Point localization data
━━━━━━━━

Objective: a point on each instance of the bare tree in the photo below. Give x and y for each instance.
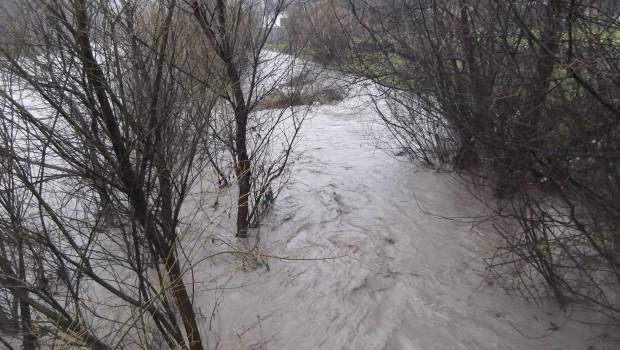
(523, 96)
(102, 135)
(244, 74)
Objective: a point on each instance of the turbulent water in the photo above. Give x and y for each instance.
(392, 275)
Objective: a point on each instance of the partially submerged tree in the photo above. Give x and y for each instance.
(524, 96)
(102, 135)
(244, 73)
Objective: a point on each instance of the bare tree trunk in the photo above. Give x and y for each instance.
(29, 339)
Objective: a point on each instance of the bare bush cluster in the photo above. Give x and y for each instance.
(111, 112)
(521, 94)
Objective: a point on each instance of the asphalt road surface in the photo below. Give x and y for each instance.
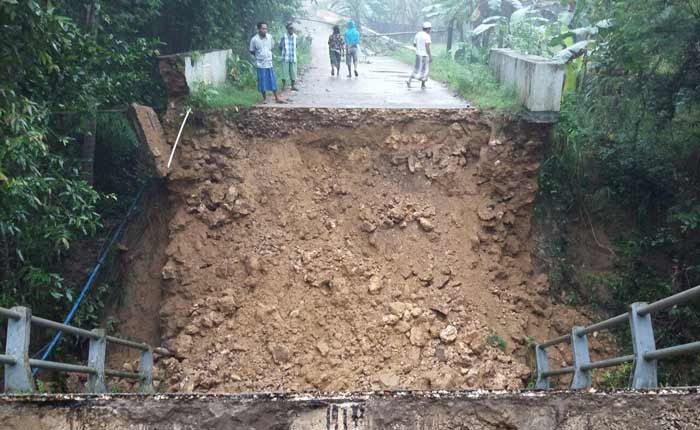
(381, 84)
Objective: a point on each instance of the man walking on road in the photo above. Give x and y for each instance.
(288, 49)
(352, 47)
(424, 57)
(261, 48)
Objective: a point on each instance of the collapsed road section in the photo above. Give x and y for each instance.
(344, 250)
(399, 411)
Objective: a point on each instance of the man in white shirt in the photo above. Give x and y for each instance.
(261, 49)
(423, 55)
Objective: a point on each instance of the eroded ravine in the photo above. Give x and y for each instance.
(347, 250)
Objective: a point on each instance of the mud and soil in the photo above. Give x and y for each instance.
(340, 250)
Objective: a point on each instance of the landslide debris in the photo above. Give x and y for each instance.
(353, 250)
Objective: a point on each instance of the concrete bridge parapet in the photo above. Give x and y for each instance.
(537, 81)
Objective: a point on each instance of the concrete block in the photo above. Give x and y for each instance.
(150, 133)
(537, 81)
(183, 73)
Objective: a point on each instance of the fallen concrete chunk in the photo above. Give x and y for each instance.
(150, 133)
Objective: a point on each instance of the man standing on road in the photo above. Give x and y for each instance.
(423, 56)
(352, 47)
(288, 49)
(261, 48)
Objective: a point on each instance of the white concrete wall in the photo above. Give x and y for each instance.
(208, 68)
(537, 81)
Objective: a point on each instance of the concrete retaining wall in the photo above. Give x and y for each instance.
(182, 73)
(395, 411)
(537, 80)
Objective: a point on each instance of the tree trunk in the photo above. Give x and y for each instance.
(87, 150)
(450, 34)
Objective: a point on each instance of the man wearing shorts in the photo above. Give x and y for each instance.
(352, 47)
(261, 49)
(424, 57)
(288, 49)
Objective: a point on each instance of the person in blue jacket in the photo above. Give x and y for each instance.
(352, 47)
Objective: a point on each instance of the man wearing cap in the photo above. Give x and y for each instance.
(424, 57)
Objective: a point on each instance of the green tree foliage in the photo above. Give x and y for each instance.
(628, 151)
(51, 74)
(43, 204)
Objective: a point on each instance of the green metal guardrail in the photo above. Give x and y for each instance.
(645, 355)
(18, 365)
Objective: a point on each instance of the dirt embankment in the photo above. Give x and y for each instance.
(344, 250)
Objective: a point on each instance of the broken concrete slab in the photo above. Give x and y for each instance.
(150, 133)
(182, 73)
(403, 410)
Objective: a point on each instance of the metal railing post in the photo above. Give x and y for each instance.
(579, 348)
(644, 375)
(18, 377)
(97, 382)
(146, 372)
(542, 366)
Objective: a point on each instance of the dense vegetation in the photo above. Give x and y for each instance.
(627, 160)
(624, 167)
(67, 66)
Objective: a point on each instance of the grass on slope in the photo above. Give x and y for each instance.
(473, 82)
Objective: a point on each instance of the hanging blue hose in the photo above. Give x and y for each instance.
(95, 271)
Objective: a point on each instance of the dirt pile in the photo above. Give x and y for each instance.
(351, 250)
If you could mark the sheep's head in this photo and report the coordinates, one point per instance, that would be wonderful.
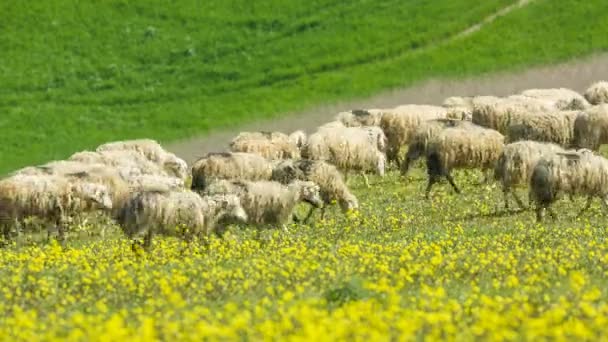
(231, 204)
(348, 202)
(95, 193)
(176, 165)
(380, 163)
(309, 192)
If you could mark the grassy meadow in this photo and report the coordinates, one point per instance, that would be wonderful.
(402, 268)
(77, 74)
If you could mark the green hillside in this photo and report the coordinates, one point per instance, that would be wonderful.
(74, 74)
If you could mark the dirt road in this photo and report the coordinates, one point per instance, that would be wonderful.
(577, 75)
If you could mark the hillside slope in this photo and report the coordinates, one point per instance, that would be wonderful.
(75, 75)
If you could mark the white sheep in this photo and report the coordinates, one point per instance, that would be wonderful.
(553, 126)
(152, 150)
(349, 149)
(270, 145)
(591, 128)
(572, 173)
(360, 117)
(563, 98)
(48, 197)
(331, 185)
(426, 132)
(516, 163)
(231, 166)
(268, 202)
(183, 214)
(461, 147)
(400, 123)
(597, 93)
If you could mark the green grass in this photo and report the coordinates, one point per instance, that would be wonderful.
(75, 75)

━━━━━━━━

Give the entries again, exactly and in full, with no image included.

Objective: a point on each instance of the bare tree in the photo below. Give x and y for each instance.
(523, 96)
(102, 135)
(244, 74)
Objective: a point on each instance of the turbulent water in the photo above. Give x and y for each instance.
(392, 275)
Objective: a point on each instance of the partially submerged tree in the photo above. Give x and y for each instance.
(524, 96)
(102, 135)
(244, 73)
Objective: a point on each instance of the bare tree trunk in the photo above. Give x and y for each instance.
(29, 339)
Objective: a point on each instance of the bare bush cluster in the photo above. Give x and y for each instance.
(111, 112)
(521, 94)
Objective: a point on each instance of the asphalt road surface in the photo below. Give x and y for each instance.
(381, 84)
Objective: a point on each instance of the man walking on road in the photo above. Give x and y for each instance.
(288, 49)
(352, 47)
(424, 57)
(261, 48)
Objective: a point on each instance of the collapsed road section in the photo above. Give x and y for each instance.
(344, 250)
(399, 411)
Objective: a point on each instance of the man in white shirt in the photo above. Give x and y for each instance.
(261, 49)
(423, 55)
Objective: a point on each instance of the eroded ravine in the photo above. Give x and y for each instance.
(347, 250)
Objective: a point on each instance of the mud and soil in the photo above. Give x and y for each instance.
(340, 250)
Objective: a point on each instance of the landslide debris in the photo above. Give x and y for each instance.
(353, 250)
Objective: a point on each instance of the concrete bridge parapet in the photo above. Give x and y for each instance.
(537, 81)
Objective: a point on each instance of the concrete block in the photo above. Give x and y for each instance.
(150, 133)
(537, 81)
(183, 73)
Objective: a point on each instance of the fallen concrete chunk in the photo above. Give x and y for each instance.
(150, 133)
Objective: a point on each instance of the man standing on road in the photo above. Give x and y for each instance.
(423, 56)
(352, 47)
(288, 49)
(261, 48)
Objective: a point on each instance of the white concrete wall in the photo above. Give x and y for each instance.
(208, 68)
(537, 81)
Objective: a point on each instance of the concrete retaining wall in the photo above. Give x and y for each instance.
(182, 73)
(395, 411)
(537, 80)
Objective: a point on each instance of the tree trunk in the photo above. Give x and y for each instance.
(87, 150)
(450, 34)
Objective: a point on each instance of the man wearing shorts in the photo above. Give x and y for each instance.
(352, 47)
(261, 49)
(424, 57)
(288, 49)
Objective: a point on each instance of the person in blue jacket in the photo above. Give x and y for each instance.
(352, 47)
Objective: a point on each instance of the man wearing cap in the photo above. Give x and y for each instance.
(424, 57)
Objective: a point on each instance of the green tree foliage in the photo above. Give x and y for each instance.
(628, 151)
(51, 74)
(43, 204)
Objective: a point on each instance of the green metal guardrail in the photo above. Give x and y for each instance.
(645, 355)
(18, 365)
Objective: a point on each instance of the dirt embankment in the photo above. Give x and y for each instance.
(344, 250)
Objective: a point on each instance of the broken concrete slab in the photo above. Give x and y for each instance.
(150, 133)
(182, 73)
(403, 410)
Objective: a point on each instance of the metal railing post in the photo above. Give x and y for each instance.
(579, 348)
(644, 375)
(18, 377)
(97, 382)
(146, 372)
(542, 366)
Objective: a point on each instance of the dense vegetation in the photo above. Give x and y for each instance.
(627, 160)
(624, 167)
(67, 66)
Objective: a point on each instance of the grass on slope in the photo above. Give x and y for each instance.
(473, 82)
Objective: a point on each instance of the hanging blue hose in the photo above. Give x and y for each instance.
(95, 271)
Objective: a point on each instance of the dirt pile in the photo above. Give x and y for each instance.
(351, 250)
If you could mark the sheep's head in this photo and report the coordinates, one point per instance, that would be wonderful.
(231, 204)
(348, 202)
(95, 193)
(176, 165)
(380, 163)
(309, 192)
If you could mark the grassy meadow in this photo and report the coordinates, one point per instance, that would be wonderful.
(402, 268)
(77, 74)
If you could mark the green hillside in this photo and report the coordinates, one point per instance, that would be wonderful.
(74, 74)
If you could mark the dirt road in this photo and report the coordinates, one point per instance, that would be wonderful.
(577, 75)
If you could mark the hillside slope in this photo and report the coordinates, one point per instance, that would be wonderful.
(75, 75)
If you could mark the white sheep in this photo and report the coordinates, one point per instance, that would be wonderful.
(553, 126)
(152, 150)
(349, 149)
(270, 145)
(591, 128)
(572, 173)
(360, 117)
(563, 98)
(48, 197)
(331, 185)
(426, 132)
(516, 163)
(231, 166)
(268, 202)
(183, 214)
(461, 147)
(400, 123)
(597, 93)
If you could mark the green grass in this photo and report the coordinates, one point per instance, that would be wonderful.
(75, 75)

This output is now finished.